**PROBLEM TO WORK ON**
Give the lines again exactly, from the one holding "Please put a marker on the recessed" to the last line of the listing below, both ends included and nothing added.

Excerpts of location labeling data
**********
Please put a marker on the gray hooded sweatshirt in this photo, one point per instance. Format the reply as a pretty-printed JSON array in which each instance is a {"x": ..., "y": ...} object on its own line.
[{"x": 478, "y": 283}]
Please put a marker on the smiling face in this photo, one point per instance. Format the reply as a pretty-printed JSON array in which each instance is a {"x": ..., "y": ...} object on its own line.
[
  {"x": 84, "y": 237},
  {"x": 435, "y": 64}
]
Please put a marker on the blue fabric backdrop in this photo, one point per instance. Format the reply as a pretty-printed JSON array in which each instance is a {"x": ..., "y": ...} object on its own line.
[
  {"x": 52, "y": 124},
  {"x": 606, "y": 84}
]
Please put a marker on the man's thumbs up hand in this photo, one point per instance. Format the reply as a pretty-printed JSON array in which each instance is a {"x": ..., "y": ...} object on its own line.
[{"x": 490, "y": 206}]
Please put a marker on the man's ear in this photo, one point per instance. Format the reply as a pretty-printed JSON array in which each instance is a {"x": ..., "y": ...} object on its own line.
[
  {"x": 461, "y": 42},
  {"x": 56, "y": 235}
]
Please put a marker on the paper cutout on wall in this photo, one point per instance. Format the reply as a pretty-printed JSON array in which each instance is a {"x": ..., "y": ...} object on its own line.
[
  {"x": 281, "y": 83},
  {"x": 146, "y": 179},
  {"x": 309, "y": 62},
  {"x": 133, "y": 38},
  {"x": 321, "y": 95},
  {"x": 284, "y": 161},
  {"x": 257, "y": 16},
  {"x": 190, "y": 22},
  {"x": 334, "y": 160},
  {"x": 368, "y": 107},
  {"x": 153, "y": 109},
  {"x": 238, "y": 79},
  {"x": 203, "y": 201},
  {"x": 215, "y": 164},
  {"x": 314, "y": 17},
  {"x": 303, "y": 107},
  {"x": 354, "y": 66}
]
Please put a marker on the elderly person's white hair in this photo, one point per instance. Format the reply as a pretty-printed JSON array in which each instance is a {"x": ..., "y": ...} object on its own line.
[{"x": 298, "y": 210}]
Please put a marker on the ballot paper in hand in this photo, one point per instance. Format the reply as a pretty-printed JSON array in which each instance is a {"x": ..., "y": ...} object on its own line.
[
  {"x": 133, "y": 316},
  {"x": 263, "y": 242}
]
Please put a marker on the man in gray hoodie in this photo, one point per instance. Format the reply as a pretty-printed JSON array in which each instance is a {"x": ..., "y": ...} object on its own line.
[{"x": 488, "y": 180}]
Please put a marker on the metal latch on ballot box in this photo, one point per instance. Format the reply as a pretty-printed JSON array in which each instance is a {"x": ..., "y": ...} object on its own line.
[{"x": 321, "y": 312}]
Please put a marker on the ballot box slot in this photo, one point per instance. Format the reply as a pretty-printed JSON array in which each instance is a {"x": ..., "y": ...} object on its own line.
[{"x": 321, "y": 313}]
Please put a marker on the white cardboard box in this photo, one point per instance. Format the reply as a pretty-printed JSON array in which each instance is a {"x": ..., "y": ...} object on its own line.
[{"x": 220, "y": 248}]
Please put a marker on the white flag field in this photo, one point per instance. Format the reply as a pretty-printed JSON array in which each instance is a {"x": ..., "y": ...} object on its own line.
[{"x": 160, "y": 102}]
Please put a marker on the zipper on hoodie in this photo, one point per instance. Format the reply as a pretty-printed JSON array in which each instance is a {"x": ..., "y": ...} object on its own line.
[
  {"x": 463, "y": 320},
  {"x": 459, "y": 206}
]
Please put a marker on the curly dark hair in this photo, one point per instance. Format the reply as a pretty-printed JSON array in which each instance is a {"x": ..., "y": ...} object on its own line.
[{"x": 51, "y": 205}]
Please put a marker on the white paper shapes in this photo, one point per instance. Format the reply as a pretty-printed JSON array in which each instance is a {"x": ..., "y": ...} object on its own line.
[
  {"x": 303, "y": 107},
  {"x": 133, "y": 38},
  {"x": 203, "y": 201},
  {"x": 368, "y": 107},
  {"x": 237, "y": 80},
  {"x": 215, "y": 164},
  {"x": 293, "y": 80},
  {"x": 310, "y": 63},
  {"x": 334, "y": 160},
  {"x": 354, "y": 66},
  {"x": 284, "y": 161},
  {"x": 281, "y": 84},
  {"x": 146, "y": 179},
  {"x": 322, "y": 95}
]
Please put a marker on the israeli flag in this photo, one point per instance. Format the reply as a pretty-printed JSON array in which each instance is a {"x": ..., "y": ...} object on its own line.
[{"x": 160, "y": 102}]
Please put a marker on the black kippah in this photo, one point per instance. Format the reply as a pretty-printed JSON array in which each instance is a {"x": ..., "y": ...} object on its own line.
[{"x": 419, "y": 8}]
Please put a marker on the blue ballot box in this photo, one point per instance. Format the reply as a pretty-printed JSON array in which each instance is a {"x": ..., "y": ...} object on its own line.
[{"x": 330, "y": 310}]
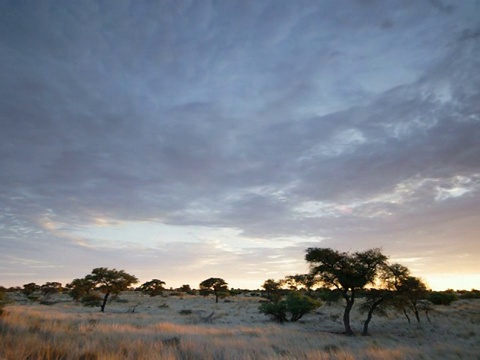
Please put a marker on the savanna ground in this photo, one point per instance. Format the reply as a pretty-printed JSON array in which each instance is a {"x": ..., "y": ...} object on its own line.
[{"x": 171, "y": 327}]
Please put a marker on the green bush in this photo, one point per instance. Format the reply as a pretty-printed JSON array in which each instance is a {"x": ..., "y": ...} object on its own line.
[
  {"x": 292, "y": 308},
  {"x": 442, "y": 298},
  {"x": 3, "y": 300},
  {"x": 92, "y": 300}
]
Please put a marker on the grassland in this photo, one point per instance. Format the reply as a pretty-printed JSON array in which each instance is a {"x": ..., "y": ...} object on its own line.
[{"x": 172, "y": 327}]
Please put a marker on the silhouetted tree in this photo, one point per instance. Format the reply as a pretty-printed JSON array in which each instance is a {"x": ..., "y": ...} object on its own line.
[
  {"x": 80, "y": 288},
  {"x": 272, "y": 290},
  {"x": 291, "y": 308},
  {"x": 185, "y": 288},
  {"x": 110, "y": 281},
  {"x": 153, "y": 287},
  {"x": 411, "y": 291},
  {"x": 51, "y": 288},
  {"x": 216, "y": 285},
  {"x": 375, "y": 301},
  {"x": 299, "y": 281},
  {"x": 408, "y": 290},
  {"x": 346, "y": 272},
  {"x": 30, "y": 288}
]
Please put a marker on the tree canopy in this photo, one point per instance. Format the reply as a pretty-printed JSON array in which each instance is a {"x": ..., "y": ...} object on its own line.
[
  {"x": 110, "y": 281},
  {"x": 345, "y": 271},
  {"x": 215, "y": 285}
]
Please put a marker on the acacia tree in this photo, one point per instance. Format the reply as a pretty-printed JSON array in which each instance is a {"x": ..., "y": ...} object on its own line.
[
  {"x": 153, "y": 287},
  {"x": 30, "y": 288},
  {"x": 346, "y": 272},
  {"x": 272, "y": 290},
  {"x": 375, "y": 301},
  {"x": 409, "y": 291},
  {"x": 215, "y": 285},
  {"x": 51, "y": 288},
  {"x": 80, "y": 288},
  {"x": 110, "y": 281},
  {"x": 298, "y": 281}
]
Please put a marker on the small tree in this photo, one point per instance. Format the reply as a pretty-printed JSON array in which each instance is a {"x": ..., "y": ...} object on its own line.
[
  {"x": 51, "y": 288},
  {"x": 110, "y": 281},
  {"x": 272, "y": 290},
  {"x": 185, "y": 288},
  {"x": 410, "y": 292},
  {"x": 301, "y": 281},
  {"x": 79, "y": 288},
  {"x": 3, "y": 299},
  {"x": 217, "y": 286},
  {"x": 346, "y": 272},
  {"x": 442, "y": 297},
  {"x": 30, "y": 288},
  {"x": 375, "y": 301},
  {"x": 153, "y": 287},
  {"x": 295, "y": 304}
]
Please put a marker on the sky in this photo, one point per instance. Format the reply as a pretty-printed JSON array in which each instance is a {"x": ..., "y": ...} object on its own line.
[{"x": 182, "y": 140}]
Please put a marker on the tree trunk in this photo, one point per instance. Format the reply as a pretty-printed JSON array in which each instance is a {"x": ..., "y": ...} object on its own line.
[
  {"x": 350, "y": 299},
  {"x": 369, "y": 316},
  {"x": 406, "y": 315},
  {"x": 102, "y": 308},
  {"x": 415, "y": 311}
]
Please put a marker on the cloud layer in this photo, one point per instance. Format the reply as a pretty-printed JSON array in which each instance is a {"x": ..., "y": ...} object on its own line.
[{"x": 245, "y": 131}]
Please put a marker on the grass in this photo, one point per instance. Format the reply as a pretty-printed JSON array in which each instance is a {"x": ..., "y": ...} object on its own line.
[{"x": 67, "y": 330}]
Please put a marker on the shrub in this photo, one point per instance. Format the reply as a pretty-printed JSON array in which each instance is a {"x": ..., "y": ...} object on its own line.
[
  {"x": 92, "y": 300},
  {"x": 442, "y": 298},
  {"x": 292, "y": 308},
  {"x": 3, "y": 300}
]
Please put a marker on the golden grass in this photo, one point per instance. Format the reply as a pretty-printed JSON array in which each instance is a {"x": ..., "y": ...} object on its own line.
[{"x": 158, "y": 331}]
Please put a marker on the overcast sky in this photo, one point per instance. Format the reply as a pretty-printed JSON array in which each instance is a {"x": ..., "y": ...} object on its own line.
[{"x": 182, "y": 140}]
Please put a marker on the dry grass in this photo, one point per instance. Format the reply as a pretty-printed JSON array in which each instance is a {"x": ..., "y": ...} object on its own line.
[{"x": 157, "y": 330}]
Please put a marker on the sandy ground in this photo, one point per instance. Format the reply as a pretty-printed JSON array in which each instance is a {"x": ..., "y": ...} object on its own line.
[{"x": 237, "y": 330}]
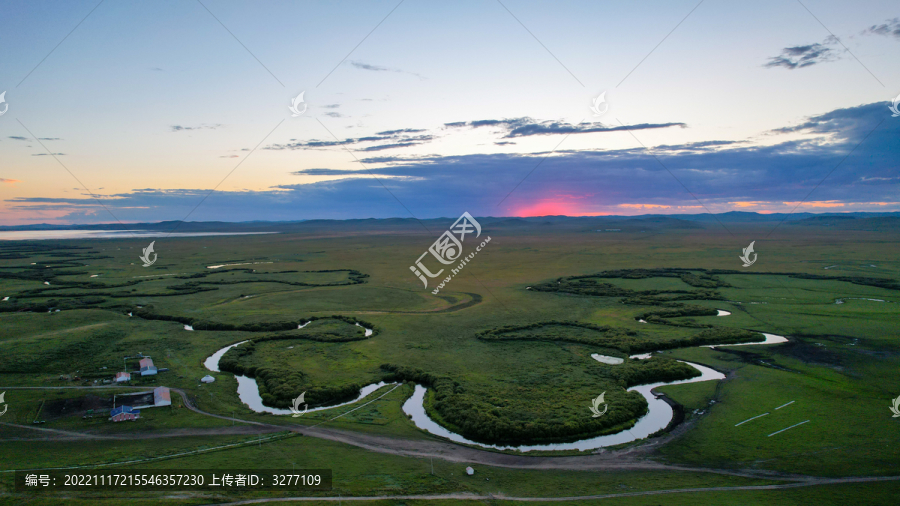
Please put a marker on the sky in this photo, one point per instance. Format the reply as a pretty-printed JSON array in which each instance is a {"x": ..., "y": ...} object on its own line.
[{"x": 169, "y": 110}]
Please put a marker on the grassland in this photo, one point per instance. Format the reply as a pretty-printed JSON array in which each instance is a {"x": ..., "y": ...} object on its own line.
[{"x": 839, "y": 367}]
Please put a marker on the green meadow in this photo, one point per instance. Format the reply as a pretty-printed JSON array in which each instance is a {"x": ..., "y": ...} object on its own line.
[{"x": 505, "y": 350}]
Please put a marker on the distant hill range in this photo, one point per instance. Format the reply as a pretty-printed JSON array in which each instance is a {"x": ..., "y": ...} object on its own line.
[{"x": 611, "y": 224}]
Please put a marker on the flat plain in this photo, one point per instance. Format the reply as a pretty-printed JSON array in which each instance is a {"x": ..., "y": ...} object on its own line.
[{"x": 505, "y": 349}]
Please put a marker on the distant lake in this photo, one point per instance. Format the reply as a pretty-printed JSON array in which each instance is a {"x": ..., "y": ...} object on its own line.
[{"x": 32, "y": 235}]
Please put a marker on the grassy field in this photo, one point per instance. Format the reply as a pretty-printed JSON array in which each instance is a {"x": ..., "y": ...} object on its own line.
[{"x": 839, "y": 367}]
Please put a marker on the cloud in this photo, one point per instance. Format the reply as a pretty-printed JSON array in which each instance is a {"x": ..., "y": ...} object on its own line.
[
  {"x": 329, "y": 172},
  {"x": 378, "y": 68},
  {"x": 388, "y": 139},
  {"x": 179, "y": 128},
  {"x": 889, "y": 28},
  {"x": 725, "y": 175},
  {"x": 523, "y": 127},
  {"x": 804, "y": 56}
]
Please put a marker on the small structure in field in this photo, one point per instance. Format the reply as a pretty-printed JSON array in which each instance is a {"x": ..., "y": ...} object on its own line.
[
  {"x": 123, "y": 413},
  {"x": 147, "y": 367},
  {"x": 162, "y": 397}
]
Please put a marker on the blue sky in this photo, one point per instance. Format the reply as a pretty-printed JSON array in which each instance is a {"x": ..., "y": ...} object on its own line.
[{"x": 445, "y": 108}]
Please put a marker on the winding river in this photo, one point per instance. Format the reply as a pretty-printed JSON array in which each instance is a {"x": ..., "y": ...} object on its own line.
[
  {"x": 248, "y": 389},
  {"x": 658, "y": 416}
]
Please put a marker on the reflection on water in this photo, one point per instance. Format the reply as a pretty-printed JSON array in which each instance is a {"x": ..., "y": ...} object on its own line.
[
  {"x": 607, "y": 359},
  {"x": 658, "y": 417},
  {"x": 248, "y": 389}
]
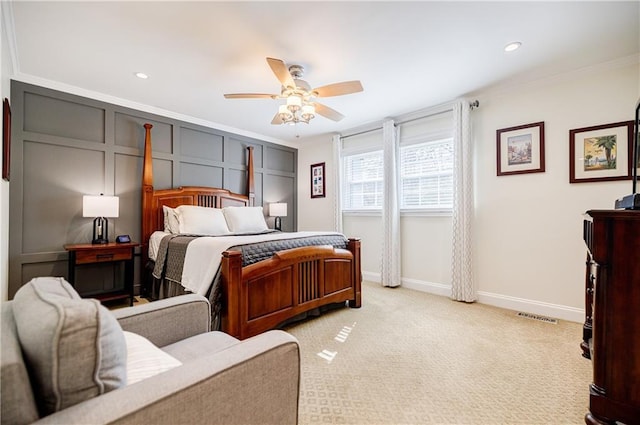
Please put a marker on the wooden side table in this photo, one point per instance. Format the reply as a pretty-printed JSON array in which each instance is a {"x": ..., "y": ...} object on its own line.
[{"x": 80, "y": 254}]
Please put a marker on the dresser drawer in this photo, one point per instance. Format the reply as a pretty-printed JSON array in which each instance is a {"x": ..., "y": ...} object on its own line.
[{"x": 103, "y": 255}]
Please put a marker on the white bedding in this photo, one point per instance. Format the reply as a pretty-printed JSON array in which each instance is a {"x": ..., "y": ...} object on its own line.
[{"x": 204, "y": 254}]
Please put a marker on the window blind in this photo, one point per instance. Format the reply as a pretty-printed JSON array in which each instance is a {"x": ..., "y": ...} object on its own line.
[{"x": 426, "y": 175}]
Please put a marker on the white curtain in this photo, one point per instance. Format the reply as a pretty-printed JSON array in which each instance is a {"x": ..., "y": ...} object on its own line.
[
  {"x": 390, "y": 264},
  {"x": 462, "y": 280},
  {"x": 337, "y": 171}
]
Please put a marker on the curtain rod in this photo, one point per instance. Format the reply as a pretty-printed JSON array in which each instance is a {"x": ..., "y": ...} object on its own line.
[{"x": 472, "y": 106}]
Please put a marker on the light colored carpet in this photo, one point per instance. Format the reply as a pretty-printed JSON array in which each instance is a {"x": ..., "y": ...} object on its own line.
[{"x": 408, "y": 357}]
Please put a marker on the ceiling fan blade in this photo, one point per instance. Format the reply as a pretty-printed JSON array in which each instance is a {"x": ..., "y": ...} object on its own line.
[
  {"x": 277, "y": 120},
  {"x": 338, "y": 89},
  {"x": 327, "y": 112},
  {"x": 282, "y": 72},
  {"x": 250, "y": 96}
]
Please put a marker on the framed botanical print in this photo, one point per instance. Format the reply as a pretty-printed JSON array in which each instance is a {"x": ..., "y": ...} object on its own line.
[
  {"x": 601, "y": 153},
  {"x": 520, "y": 149},
  {"x": 317, "y": 180}
]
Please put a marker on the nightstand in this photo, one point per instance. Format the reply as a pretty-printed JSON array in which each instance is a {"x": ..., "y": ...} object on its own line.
[{"x": 82, "y": 254}]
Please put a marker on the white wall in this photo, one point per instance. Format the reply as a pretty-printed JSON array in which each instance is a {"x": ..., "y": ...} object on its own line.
[
  {"x": 5, "y": 78},
  {"x": 528, "y": 228},
  {"x": 529, "y": 253}
]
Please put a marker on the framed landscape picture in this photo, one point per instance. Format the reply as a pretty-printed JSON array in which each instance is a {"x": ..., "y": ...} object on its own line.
[
  {"x": 601, "y": 153},
  {"x": 520, "y": 149},
  {"x": 317, "y": 180}
]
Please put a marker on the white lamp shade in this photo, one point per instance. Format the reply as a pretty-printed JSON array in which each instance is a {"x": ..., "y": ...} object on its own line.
[
  {"x": 278, "y": 209},
  {"x": 100, "y": 206}
]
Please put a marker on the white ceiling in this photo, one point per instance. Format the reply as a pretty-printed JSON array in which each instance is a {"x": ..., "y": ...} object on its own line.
[{"x": 408, "y": 55}]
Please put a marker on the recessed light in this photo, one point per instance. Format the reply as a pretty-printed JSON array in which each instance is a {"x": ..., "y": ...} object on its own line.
[{"x": 512, "y": 46}]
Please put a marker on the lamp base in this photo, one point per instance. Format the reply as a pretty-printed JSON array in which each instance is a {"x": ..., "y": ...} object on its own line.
[{"x": 100, "y": 231}]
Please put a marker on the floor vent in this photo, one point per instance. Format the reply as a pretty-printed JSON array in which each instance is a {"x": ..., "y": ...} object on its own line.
[{"x": 537, "y": 317}]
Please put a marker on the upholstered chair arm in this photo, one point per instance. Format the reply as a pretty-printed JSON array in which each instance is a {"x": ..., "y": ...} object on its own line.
[
  {"x": 169, "y": 320},
  {"x": 253, "y": 382}
]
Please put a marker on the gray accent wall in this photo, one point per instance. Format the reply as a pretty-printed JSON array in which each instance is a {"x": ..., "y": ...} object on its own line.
[{"x": 65, "y": 146}]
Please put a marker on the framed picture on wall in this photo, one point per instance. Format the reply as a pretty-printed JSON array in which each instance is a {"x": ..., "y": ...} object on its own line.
[
  {"x": 601, "y": 153},
  {"x": 6, "y": 138},
  {"x": 317, "y": 180},
  {"x": 520, "y": 149}
]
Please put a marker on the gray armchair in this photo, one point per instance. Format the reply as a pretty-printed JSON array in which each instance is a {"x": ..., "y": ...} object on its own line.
[{"x": 221, "y": 380}]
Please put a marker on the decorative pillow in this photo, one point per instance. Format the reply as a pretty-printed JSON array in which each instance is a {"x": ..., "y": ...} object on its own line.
[
  {"x": 171, "y": 224},
  {"x": 74, "y": 348},
  {"x": 245, "y": 219},
  {"x": 144, "y": 359},
  {"x": 196, "y": 220}
]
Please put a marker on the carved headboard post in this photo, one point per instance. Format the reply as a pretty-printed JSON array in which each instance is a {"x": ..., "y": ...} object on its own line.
**********
**SOLUTION BELOW**
Please put a marker on the recessed light in this photo, one point per instance. Format the reply as a pretty-printed JSON array in which each instance is a {"x": ..., "y": ...} object on its own line.
[{"x": 512, "y": 46}]
Please put a marker on the lamp base in this photo, one point per instance. Format the reply as a pretty-printed JSON array in which each instance is a {"x": ..., "y": ...} object on its own line.
[{"x": 100, "y": 231}]
Please put a marker on the floor vent in this photo, one point per instance. Format the reply as a pretty-printed JSON array in which each instance is a {"x": ..., "y": ...} object on its own line.
[{"x": 537, "y": 317}]
Please put a marker on the upholstered chair arm in this photo, one point per instance. Format the reply as a pretty-printed JSON array in which each instance is a {"x": ..., "y": ...} object on its own line.
[
  {"x": 169, "y": 320},
  {"x": 253, "y": 382}
]
Please put a marker on the gray accent wall in this photo, one point per instance. Format the reply as a pretty-printed JSON array in which each instance is a {"x": ..., "y": ...} object on its own line.
[{"x": 65, "y": 146}]
Please put a marker on the framed picture on wall in this photo, one point per instance. Format the reply as a pretty-printed JSON array in which each instance is a {"x": ..., "y": ...} object on its own line.
[
  {"x": 601, "y": 153},
  {"x": 6, "y": 138},
  {"x": 317, "y": 180},
  {"x": 520, "y": 149}
]
Please put a marker on the gray armchair in this photo, one point per instance. Format the reply as a pretty-printed JSON array in which each instance is a {"x": ..., "y": ...} object on its own line.
[{"x": 221, "y": 380}]
Please put a marker on the decorative pillow in this photo, one point per instance. Format the reply as a pretty-printed JSON array in which each instance is a {"x": ..., "y": ...} object on its own line.
[
  {"x": 171, "y": 224},
  {"x": 74, "y": 348},
  {"x": 245, "y": 219},
  {"x": 144, "y": 359},
  {"x": 196, "y": 220}
]
Please put a marker on the carved headboard post in this photo, one point per instance. Format the reply as a pretty-printed JSON array in which each instance is a {"x": ..., "y": ...} object on its own line.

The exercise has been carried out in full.